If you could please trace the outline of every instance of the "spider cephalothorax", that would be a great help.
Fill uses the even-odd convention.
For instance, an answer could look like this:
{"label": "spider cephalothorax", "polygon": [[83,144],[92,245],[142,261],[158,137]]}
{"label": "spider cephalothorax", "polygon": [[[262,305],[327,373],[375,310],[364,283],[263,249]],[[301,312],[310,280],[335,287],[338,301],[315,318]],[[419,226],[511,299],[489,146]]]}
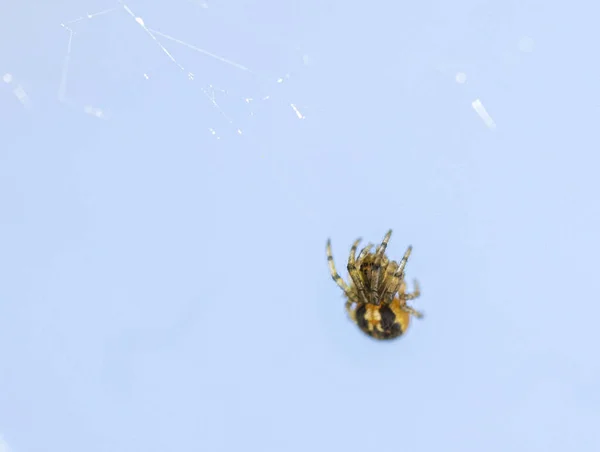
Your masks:
{"label": "spider cephalothorax", "polygon": [[354,323],[375,339],[394,339],[408,328],[410,316],[423,317],[419,311],[406,304],[417,298],[421,292],[414,281],[414,292],[406,293],[404,267],[412,251],[409,246],[398,263],[385,255],[392,235],[390,229],[381,244],[371,252],[372,244],[364,247],[356,257],[361,239],[357,239],[350,249],[348,273],[350,284],[346,284],[337,273],[331,254],[331,240],[327,240],[327,262],[335,283],[346,296],[346,311]]}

==========

* BRIEF
Swap "even-odd" for "nonzero" and give all of the data again with every other part unchanged. Leave the pictures out of your answer.

* ANSWER FOR THE TASK
If you could please trace the outline of every instance of the "spider cephalothorax", that would be a great help.
Fill uses the nonzero convention.
For instance, an answer could look like this:
{"label": "spider cephalothorax", "polygon": [[83,144],[92,245],[142,261],[158,137]]}
{"label": "spider cephalothorax", "polygon": [[[262,305],[327,373],[375,310],[364,283],[263,249]],[[301,312],[310,280],[335,287],[338,301],[315,318]],[[419,226],[511,299],[489,146]]]}
Your masks:
{"label": "spider cephalothorax", "polygon": [[354,323],[375,339],[394,339],[408,328],[410,316],[423,317],[419,311],[406,304],[417,298],[421,292],[414,281],[414,292],[406,293],[404,267],[412,251],[409,246],[398,263],[385,255],[392,235],[390,229],[381,244],[371,252],[372,244],[364,247],[356,257],[361,239],[357,239],[350,249],[348,273],[350,284],[346,284],[337,273],[331,254],[331,240],[327,240],[327,262],[335,283],[346,296],[346,311]]}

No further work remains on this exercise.